* Source passage
1. How has our understanding of the causes of disease changed over time?

Knowledge

The way that people have explained how contagious diseases are caught and transmitted has changed considerably over time.

Contagious diseases are passed from person to person.

In the 4th century BC Hippocrates, a Greek physician who is often called the “Father of Medicine”, wrote about diseases being imbalances of blood, phlegm, black bile and yellow bile in the body. Too much or too little would cause disease. Patients would be given certain foods to make them vomit or have blood taken from them to restore the levels of these liquids in the body. Medicine was based on these ideas until the 1800’s.

More on: Medicine in the Middle Ages

The Middle Ages was a grim time to be poorly. In the 1350s, the average life expectancy was perhaps 30-35. Infant mortality was extremely high where 1 in 5 children died before their first birthday and many women died in childbirth. Treatments continued to be a mixture of herbal remedies, bleeding and purging, and supernatural ideas.

Treatment

Most doctors believed the Greek theory from Galen, a doctor during the Roman Empire, that you became ill when the 'Four Humours' - phlegm, black bile, yellow bile, blood - became unbalanced.

They believed in many different explanations for ill health, some of which were associated with the supernatural. For example, the will of God, the stars, demons, sin, bad smells, charms and luck, witchcraft or astrology.

During epidemics, people would blame witches, nobility or groups who were culturally different such as Jewish people, and attack them. When a disease like the Black Death hit England in 1348, the doctors were powerless to stop it killing half the population. There were both supernatural and natural explanations for it, for example, some people said that God had sent it as a punishment, others that the planets were in the wrong conjunction, or that it was caused by 'foul air'.

Recently, historians have suggested that many medieval treatments were successful, especially the herbal remedies. Nevertheless, there were other types of cures used in the Middle Ages that many people would not consider today. For example:

bleeding, applying leeches, smelling strong posies or causing purging or vomiting

cutting open buboes, draining the pus and making the patient hot or cold, eg by taking hot baths

trepanning - cutting a hole in the skull

praying, or whipping themselves to try to earn God's forgiveness

lighting fires in rooms and spreading the smoke, tidying rubbish from the streets and banning new visitors to towns and villages

In the early 1800’s it was then thought that contagious diseases were caused by “bad air”, which were bad smells that came from rotting things. It was not believed that these diseases were passed from person to person. Keeping the air smelling fresh would prevent you from becoming sick.

* Directions
Continue the passage on the causes of disease, picking up right after its final sentence about keeping the air smelling fresh. The items are separate material and are not part of the passage on the causes of disease.

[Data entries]
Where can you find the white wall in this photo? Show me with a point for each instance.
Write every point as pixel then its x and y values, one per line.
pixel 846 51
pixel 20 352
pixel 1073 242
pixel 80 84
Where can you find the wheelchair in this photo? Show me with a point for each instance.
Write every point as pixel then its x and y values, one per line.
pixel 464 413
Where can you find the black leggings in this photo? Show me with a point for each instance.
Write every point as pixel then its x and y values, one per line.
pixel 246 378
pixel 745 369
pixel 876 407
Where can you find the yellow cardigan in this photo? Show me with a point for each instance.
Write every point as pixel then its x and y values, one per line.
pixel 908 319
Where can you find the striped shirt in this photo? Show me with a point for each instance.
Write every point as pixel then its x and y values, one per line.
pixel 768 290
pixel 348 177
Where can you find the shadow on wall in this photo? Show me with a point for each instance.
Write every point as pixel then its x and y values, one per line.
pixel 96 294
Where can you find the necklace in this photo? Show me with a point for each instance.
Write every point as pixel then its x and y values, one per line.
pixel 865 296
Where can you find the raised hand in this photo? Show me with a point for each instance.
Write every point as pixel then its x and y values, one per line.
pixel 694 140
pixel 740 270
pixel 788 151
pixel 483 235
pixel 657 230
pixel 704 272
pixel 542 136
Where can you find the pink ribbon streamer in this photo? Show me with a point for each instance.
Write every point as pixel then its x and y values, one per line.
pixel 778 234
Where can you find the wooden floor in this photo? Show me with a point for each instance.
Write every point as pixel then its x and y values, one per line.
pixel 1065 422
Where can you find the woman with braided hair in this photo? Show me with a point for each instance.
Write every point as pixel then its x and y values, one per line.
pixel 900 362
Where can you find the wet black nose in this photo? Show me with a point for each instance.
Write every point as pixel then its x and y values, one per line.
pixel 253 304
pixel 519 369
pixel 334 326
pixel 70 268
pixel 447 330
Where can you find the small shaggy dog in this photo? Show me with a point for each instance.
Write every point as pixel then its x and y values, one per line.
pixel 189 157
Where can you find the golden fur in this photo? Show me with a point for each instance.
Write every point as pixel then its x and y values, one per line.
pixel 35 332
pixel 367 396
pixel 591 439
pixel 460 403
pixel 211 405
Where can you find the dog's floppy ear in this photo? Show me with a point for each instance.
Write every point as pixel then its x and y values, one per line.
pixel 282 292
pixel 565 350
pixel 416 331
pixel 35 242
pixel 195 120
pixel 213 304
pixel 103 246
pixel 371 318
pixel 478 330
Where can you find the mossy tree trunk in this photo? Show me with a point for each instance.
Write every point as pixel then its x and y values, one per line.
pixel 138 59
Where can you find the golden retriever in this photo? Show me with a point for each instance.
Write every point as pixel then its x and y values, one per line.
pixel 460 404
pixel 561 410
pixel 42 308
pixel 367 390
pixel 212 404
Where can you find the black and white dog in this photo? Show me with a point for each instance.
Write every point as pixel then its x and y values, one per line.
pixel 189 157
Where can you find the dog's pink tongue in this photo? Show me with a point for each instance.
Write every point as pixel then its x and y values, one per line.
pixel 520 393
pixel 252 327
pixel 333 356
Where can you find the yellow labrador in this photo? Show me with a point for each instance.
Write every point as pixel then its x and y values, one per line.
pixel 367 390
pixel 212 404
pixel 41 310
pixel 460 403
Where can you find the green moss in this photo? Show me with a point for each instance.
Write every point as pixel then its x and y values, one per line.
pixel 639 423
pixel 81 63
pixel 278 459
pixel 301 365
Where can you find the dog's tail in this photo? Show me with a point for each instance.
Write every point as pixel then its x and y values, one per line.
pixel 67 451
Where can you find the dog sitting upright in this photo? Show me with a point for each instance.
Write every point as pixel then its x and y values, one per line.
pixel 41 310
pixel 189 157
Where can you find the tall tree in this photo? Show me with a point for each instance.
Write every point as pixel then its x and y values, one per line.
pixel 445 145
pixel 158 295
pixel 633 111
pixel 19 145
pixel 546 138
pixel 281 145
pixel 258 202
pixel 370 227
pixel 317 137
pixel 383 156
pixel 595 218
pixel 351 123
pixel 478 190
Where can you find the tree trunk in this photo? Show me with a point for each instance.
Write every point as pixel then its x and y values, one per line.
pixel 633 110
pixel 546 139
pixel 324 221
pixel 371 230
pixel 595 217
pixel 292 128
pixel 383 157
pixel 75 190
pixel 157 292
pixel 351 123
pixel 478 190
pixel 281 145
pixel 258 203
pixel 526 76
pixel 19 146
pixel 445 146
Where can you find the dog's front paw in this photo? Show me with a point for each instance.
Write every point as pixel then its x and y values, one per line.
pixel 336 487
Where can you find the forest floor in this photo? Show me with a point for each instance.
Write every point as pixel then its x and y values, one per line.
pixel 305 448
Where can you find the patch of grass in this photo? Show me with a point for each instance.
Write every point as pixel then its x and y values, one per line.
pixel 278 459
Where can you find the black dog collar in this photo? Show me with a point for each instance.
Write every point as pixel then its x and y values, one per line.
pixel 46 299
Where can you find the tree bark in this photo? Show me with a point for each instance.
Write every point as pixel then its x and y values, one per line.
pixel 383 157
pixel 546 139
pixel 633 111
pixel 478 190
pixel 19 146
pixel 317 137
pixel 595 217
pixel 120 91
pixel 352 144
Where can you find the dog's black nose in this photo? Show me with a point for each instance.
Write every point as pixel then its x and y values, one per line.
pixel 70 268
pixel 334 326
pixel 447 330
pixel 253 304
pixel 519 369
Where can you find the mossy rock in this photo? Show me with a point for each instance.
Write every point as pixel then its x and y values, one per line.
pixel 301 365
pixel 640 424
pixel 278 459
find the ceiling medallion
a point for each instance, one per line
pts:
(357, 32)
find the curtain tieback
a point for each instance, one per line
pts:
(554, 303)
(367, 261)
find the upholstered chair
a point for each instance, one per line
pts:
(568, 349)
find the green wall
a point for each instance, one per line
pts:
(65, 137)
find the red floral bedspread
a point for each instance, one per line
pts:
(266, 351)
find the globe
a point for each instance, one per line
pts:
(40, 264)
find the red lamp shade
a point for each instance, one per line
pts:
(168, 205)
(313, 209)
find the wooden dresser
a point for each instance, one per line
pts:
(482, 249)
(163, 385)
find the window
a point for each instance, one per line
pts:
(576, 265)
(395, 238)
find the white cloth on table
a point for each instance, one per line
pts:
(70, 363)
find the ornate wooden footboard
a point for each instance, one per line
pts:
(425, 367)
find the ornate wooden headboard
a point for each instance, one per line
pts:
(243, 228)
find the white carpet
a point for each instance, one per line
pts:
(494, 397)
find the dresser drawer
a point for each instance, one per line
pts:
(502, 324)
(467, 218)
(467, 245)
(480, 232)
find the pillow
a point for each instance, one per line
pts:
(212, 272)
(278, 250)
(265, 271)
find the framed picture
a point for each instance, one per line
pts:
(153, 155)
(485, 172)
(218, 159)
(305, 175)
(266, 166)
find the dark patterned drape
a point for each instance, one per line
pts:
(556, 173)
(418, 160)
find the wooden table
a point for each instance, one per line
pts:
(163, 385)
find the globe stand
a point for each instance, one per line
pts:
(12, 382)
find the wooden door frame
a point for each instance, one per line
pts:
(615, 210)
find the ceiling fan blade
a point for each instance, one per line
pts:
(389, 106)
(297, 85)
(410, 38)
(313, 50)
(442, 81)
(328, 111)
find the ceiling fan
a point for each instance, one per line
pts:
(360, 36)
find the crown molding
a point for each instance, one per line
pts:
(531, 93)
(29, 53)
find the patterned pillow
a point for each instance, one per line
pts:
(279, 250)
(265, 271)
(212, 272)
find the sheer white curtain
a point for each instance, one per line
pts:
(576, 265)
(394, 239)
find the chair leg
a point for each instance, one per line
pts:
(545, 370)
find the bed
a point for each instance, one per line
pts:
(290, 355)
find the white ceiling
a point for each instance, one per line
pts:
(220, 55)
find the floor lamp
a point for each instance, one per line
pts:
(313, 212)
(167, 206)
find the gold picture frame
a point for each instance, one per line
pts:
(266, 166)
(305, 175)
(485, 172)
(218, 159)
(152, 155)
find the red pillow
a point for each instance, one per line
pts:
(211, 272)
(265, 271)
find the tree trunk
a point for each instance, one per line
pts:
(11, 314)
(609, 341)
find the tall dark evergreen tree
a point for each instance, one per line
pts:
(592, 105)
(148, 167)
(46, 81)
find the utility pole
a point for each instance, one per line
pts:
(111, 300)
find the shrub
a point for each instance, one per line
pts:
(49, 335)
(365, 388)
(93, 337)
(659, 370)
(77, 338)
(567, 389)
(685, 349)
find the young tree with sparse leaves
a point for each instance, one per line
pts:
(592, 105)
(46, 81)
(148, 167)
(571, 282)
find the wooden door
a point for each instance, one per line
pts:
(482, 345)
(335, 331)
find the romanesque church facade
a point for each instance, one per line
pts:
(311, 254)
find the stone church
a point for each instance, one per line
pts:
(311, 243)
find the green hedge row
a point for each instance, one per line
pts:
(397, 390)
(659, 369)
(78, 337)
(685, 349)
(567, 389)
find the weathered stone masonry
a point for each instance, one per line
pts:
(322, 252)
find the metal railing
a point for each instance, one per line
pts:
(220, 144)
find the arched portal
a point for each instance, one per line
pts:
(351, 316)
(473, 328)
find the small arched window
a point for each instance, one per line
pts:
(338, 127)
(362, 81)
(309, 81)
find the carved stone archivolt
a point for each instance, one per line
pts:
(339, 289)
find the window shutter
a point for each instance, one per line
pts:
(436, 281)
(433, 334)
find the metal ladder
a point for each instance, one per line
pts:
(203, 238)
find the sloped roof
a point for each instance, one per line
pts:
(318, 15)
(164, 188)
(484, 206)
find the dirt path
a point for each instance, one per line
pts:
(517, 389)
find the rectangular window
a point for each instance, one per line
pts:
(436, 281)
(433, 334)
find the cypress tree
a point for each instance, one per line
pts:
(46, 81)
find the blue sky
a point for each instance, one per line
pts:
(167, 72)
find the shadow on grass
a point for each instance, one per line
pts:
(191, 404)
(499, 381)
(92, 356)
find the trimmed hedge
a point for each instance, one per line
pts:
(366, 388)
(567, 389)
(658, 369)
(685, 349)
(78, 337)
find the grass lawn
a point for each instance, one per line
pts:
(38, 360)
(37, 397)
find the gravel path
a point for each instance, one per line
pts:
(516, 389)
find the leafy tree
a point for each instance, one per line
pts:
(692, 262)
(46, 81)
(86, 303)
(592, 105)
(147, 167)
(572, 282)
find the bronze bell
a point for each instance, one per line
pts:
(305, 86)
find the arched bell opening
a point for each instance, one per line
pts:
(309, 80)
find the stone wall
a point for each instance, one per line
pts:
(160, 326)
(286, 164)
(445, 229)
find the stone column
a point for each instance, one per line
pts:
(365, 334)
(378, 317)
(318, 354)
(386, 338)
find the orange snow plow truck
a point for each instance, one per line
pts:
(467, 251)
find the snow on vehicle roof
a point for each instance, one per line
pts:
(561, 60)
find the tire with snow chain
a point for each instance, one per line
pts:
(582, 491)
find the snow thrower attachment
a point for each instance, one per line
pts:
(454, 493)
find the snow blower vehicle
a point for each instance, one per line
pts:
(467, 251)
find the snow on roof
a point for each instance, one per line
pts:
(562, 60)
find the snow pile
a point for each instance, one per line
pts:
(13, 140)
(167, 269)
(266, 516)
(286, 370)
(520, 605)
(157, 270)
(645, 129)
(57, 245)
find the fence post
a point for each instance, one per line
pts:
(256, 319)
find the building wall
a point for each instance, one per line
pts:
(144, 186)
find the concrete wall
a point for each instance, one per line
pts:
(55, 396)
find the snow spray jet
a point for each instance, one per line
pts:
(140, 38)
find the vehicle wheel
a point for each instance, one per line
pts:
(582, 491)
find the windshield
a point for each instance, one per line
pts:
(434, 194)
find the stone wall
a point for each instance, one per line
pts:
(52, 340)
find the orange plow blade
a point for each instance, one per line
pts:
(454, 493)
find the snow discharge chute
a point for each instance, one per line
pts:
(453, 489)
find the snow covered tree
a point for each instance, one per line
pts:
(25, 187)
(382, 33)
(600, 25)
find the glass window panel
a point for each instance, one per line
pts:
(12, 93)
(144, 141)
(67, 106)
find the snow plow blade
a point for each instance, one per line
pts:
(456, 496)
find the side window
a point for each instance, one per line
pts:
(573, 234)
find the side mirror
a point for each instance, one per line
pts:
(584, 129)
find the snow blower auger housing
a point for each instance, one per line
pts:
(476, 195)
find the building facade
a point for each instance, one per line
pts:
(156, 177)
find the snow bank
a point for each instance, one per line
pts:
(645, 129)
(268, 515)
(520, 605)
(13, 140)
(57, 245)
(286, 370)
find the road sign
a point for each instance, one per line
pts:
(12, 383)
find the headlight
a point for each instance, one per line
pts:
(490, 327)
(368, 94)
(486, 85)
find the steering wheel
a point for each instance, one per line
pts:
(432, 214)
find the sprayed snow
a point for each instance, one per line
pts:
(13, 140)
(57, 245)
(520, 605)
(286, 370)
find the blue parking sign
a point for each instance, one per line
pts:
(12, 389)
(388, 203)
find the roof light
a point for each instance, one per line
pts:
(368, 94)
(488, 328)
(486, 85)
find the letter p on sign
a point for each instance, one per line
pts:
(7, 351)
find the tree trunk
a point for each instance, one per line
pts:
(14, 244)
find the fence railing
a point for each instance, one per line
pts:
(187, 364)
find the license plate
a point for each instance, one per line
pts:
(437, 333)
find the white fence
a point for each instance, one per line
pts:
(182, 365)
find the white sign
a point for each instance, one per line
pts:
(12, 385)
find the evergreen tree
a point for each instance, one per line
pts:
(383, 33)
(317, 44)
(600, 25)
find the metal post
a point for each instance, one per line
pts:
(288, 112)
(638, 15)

* Reply to the task
Florence Nightingale, a British nurse who revolutionised nursing in the 1800’s believed in this theory and worked hard to keep hospitals fresh-smelling. The artists picture to the left is showing cholera (an illness that can cause diarrhoea so severe the person dies) as a robed skeleton emitting a deadly black cloud.

More on: The 19th Century American Country Doctor

During this time, there were significant scientific discoveries such as William Harvey's discovery of the circulation of the blood in 1628, and Anton van Leeuwenhoek's observation of bacteria in 1683. However, despite these discoveries:

doctors still did not know that germs caused disease – until the middle of the 19th century, they blamed a 'miasma' (a bad smell)

doctors were too expensive for most people

In the face of an infectious disease like the Great Plague of 1665, doctors were powerless.

Quinine

Many people resorted to using quack doctors (someone without real medical knowledge or qualifications) and crazy cures:

A lot of treatment was about making the room and the patient smell nice (doctors wore full body suits – with a 'beak' that was crammed with herbs – so that they wouldn't smell a bad smell).

Explorers found some new drugs in America (eg quinine), but doctors didn't know how or why they worked. Tobacco was said to cure everything from wind to snake bites.

They continued superstitions such as 'touching for the king's evil' (they thought the touch of a king would cure the skin disease scrofula).

After 1880 doctors changed their thinking and came up with the now accepted theory that micro-organisms (viruses and some bacteria and fungi) cause some diseases and illnesses. These disease causing micro-organisms are called pathogens.

We now know that cholera is caused by a bacteria, Vibrio cholera.

Vocabulary

Pathogen: A microorganism that causes disease.

Microorganism: A small living thing.

Contagious: A disease or illness that is able to be passed from person to person.

Transmitted: When a disease or illness is spread from one person to another.